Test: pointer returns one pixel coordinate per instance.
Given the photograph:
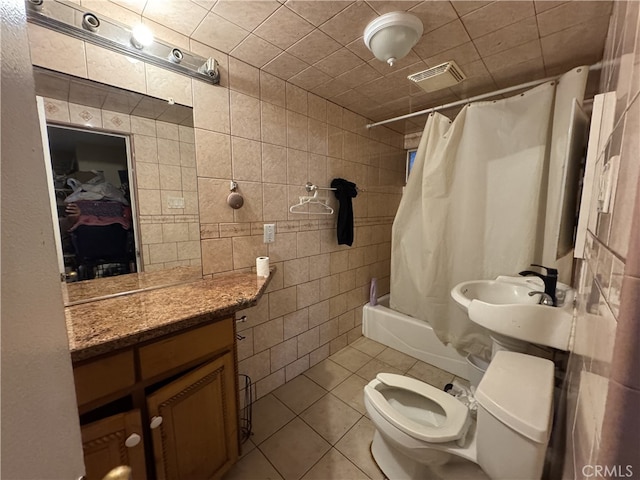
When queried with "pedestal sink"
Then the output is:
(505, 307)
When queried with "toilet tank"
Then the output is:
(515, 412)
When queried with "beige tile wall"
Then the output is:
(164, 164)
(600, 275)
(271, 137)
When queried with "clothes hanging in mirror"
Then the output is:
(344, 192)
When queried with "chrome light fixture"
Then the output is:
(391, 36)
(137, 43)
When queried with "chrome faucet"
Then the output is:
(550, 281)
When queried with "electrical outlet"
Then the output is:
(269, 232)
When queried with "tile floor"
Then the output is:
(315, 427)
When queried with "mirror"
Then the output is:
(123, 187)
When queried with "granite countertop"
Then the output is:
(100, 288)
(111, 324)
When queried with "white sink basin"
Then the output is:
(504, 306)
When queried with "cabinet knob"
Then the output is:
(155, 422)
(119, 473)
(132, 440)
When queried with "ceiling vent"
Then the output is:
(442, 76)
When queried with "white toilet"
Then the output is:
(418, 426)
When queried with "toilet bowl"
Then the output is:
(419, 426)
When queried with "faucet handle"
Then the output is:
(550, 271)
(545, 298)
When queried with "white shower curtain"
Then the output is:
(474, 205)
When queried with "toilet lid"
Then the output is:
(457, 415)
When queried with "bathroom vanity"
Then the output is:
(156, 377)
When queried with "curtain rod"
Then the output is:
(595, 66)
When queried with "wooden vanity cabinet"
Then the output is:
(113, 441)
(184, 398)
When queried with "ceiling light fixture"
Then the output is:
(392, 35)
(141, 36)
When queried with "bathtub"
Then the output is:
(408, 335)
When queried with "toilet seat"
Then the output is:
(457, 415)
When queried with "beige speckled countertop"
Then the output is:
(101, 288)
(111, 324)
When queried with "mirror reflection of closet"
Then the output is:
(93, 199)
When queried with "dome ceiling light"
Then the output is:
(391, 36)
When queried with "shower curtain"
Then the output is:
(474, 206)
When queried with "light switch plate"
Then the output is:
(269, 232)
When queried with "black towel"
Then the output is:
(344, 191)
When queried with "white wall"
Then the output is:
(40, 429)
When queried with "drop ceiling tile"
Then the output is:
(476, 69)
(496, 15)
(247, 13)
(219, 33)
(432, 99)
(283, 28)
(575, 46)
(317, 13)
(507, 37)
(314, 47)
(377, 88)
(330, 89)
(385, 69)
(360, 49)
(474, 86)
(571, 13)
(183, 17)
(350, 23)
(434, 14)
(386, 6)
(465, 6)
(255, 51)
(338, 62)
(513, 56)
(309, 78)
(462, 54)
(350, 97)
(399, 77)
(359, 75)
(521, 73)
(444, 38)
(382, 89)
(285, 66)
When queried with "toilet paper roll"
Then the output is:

...

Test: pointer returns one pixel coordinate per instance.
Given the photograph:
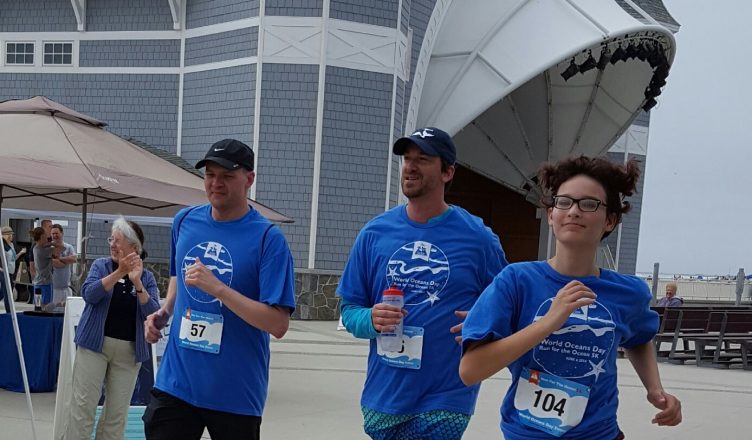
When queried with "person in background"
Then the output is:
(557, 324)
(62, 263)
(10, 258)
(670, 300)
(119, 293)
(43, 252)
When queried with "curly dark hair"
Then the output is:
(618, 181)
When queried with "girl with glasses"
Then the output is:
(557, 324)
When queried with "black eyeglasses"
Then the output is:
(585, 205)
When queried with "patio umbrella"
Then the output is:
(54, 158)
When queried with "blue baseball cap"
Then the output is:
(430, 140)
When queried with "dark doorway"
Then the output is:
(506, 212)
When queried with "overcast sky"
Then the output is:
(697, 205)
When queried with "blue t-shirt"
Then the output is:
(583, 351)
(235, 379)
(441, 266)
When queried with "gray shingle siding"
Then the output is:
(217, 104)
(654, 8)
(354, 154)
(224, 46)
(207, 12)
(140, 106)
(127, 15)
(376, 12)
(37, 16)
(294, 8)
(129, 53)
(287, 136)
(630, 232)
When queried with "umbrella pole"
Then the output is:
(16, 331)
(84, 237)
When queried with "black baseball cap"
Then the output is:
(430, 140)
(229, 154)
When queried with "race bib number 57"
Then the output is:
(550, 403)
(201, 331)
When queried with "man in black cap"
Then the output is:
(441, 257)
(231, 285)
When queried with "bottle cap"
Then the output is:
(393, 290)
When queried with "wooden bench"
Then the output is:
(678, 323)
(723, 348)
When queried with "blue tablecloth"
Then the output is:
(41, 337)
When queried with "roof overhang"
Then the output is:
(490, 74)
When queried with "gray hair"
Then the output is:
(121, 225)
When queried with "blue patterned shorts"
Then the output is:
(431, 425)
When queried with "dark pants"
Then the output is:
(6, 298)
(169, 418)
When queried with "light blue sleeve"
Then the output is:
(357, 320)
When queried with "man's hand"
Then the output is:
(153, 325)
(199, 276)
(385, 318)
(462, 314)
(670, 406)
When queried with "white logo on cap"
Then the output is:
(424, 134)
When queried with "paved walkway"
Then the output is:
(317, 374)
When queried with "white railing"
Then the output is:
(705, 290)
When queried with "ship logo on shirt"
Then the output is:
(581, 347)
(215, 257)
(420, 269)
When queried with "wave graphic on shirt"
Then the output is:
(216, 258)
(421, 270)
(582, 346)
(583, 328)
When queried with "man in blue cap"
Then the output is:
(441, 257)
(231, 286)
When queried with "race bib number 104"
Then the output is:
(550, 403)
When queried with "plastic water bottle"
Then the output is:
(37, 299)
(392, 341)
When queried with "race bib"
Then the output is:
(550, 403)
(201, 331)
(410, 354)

Desafio: Reúna, por favor, todas as linhas das entradas acima em que aparece a palavra "black". Diferencie maiúsculas de minúsculas.

Resposta do exercício:
When queried with "black towel"
When queried with "black eyeglasses"
When queried with "black baseball cap"
When queried with "man in black cap"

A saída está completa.